▶ Requirement
Copy every entry word for word, but skip the pictures.

Dataset rows on where objects appear:
________________________________________
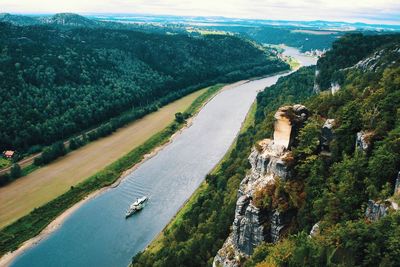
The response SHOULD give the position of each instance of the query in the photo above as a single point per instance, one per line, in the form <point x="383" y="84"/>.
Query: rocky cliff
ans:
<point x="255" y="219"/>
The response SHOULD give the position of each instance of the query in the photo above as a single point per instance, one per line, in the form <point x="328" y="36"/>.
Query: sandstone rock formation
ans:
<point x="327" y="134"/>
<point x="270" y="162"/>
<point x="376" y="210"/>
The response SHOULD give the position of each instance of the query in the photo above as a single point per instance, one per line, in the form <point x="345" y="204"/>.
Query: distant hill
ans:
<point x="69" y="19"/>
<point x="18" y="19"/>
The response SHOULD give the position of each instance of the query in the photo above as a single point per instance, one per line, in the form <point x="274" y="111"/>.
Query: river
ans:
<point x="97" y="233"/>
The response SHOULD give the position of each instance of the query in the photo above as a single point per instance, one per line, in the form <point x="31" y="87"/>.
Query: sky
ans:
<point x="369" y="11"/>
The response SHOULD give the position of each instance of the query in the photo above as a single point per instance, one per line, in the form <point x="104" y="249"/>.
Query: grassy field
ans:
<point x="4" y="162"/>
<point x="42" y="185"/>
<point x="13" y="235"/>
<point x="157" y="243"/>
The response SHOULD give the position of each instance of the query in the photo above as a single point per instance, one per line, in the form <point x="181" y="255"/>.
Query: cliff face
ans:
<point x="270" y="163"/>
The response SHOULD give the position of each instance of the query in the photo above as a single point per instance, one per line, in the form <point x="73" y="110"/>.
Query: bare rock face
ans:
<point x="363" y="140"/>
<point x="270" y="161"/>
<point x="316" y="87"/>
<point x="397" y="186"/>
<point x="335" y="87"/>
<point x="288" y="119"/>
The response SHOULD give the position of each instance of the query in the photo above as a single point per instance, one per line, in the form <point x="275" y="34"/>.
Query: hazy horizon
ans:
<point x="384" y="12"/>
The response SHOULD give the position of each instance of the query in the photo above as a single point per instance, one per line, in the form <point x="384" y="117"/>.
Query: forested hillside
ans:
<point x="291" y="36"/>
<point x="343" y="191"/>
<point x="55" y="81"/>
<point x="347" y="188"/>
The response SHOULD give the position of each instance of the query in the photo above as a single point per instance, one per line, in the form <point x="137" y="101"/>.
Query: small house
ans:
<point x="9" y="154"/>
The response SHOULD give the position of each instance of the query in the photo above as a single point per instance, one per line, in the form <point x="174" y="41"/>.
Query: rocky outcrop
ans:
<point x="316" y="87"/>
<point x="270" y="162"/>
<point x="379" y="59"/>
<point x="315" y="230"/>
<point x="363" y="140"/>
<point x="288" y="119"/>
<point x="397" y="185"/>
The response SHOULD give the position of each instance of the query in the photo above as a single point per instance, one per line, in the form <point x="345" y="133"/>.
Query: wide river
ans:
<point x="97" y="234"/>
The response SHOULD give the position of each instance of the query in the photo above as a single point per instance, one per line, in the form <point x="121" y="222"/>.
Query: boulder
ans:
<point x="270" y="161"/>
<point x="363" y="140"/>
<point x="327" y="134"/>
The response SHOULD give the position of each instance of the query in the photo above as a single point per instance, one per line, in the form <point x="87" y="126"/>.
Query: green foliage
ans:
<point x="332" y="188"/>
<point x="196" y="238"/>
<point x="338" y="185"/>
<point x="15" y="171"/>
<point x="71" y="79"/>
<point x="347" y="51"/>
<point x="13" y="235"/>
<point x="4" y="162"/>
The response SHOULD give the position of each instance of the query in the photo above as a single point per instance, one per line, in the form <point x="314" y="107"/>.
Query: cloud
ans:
________________________________________
▶ The output
The response SHOULD give the position of each instance of the query in the photo above as a single point per instance, one per line, in the form <point x="383" y="84"/>.
Query: rocky cliff
ans:
<point x="255" y="219"/>
The response SHOULD give the position of each instance of the query in the photo above as a single point per instance, one per line, in the form <point x="328" y="36"/>.
Query: sandstone rock formation
ans:
<point x="327" y="134"/>
<point x="270" y="162"/>
<point x="376" y="210"/>
The response SHOULD give the position of each instance of the query in the photo above as a single point per instance, one per line, in the form <point x="345" y="204"/>.
Query: distant hill
ans:
<point x="69" y="19"/>
<point x="18" y="19"/>
The response SHOULD give the position of each instance of the query in the photo above as a single point per instance, one per line, in the form <point x="274" y="111"/>.
Query: river
ans:
<point x="97" y="233"/>
The response SHOULD give the position of each instance of the query in the photo above as a single point per instance, one per line, in the form <point x="31" y="87"/>.
Query: sky
ans:
<point x="369" y="11"/>
The response SHOULD give the position of each instance of the query in the photo above as a single point per instance, one per line, in the form <point x="104" y="249"/>.
Query: grassy field
ans:
<point x="4" y="162"/>
<point x="42" y="185"/>
<point x="13" y="235"/>
<point x="157" y="243"/>
The response SHOULD give the position of each instance of the query in the photo above as a single point per instance, one per line, in the form <point x="181" y="255"/>.
Query: cliff face
ans:
<point x="270" y="163"/>
The response SHOULD give the position of each instance of the query in the photo above as a single point per instance, one per line, in the form <point x="73" y="110"/>.
Query: bare rock face
ans:
<point x="363" y="140"/>
<point x="270" y="161"/>
<point x="316" y="87"/>
<point x="397" y="186"/>
<point x="335" y="87"/>
<point x="288" y="119"/>
The response SHOULD give the position of each instance of the query in the photo above as a single point per instance, one per line, in the form <point x="275" y="34"/>.
Query: hazy horizon
ans:
<point x="384" y="12"/>
The response SHOULD give the position of each instance of the query in the photo above as a single point per instance, one per line, in the form <point x="384" y="117"/>.
Query: forested hillside
ans:
<point x="291" y="36"/>
<point x="343" y="191"/>
<point x="55" y="81"/>
<point x="347" y="188"/>
The response SHOULD give the position of each instance of the query in the photo above as a single point per instance, one per line, in the form <point x="137" y="101"/>.
Query: small house
ans:
<point x="9" y="154"/>
The response SHOULD give the position of each instance of the query in the photo above as a single point per instance, one per line, in the form <point x="174" y="41"/>.
Query: rocky outcrop
ans:
<point x="316" y="87"/>
<point x="270" y="162"/>
<point x="379" y="59"/>
<point x="315" y="230"/>
<point x="363" y="140"/>
<point x="288" y="119"/>
<point x="397" y="185"/>
The response SHOULD give the position of each instance of the query in the photo above as a single point per instance, one per line, in the form <point x="345" y="133"/>.
Query: wide river
ans:
<point x="97" y="234"/>
The response SHOULD give the position of each instance of the query in the photo above as a single point per instance, one per line, in the form <point x="121" y="222"/>.
Query: boulder
ans:
<point x="270" y="161"/>
<point x="363" y="140"/>
<point x="327" y="134"/>
The response SHOULD give the position of each instance of the query in the photo above as a single point per instance, one per line, in the form <point x="87" y="126"/>.
Query: green foliage
ans:
<point x="332" y="188"/>
<point x="196" y="238"/>
<point x="338" y="185"/>
<point x="15" y="171"/>
<point x="71" y="79"/>
<point x="347" y="51"/>
<point x="13" y="235"/>
<point x="4" y="162"/>
The response SHOULD give the position of each instance of the query in the photo above as a single point per instance, one per line, in the form <point x="314" y="107"/>.
Query: cloud
ans:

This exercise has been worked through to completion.